(Region pointing data)
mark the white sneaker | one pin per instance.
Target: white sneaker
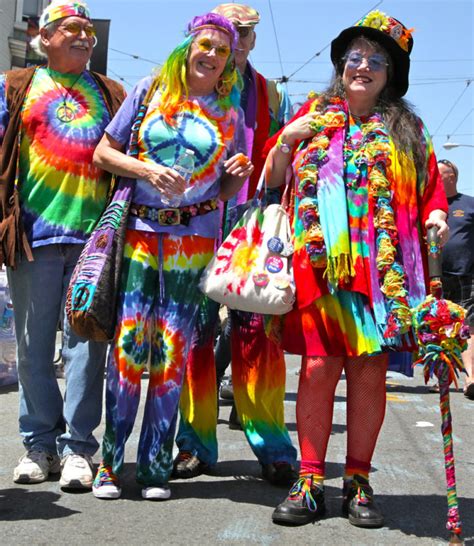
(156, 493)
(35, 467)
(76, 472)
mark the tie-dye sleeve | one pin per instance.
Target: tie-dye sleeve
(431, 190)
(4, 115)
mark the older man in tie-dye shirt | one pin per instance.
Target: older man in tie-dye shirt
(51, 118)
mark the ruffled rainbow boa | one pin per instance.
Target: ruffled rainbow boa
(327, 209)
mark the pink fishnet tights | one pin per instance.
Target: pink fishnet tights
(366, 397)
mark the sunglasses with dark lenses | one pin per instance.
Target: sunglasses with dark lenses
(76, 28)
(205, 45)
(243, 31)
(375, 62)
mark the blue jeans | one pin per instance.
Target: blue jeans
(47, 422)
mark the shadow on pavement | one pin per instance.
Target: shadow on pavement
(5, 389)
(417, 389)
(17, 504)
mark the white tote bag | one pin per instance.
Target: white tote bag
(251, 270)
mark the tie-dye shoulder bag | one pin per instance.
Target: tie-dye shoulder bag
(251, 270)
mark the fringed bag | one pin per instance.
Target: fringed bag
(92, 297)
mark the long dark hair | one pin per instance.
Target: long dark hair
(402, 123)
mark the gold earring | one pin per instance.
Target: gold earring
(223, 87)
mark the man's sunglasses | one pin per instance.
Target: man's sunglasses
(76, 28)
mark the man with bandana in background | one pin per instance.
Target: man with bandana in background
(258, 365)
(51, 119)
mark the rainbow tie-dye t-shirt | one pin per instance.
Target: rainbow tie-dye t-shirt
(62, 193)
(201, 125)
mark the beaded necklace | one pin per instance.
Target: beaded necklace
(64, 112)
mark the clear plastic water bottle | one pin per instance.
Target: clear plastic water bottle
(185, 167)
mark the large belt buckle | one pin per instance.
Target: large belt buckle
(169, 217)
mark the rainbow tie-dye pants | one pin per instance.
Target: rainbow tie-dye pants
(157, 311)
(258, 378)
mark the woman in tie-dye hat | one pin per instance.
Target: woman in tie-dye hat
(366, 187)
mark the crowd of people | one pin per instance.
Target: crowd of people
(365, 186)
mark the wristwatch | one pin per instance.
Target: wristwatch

# Your objective
Whenever the word "wristwatch" appears in a line above, copy that line.

# Answer for this exercise
mark the wristwatch | one pin per instance.
Target: wristwatch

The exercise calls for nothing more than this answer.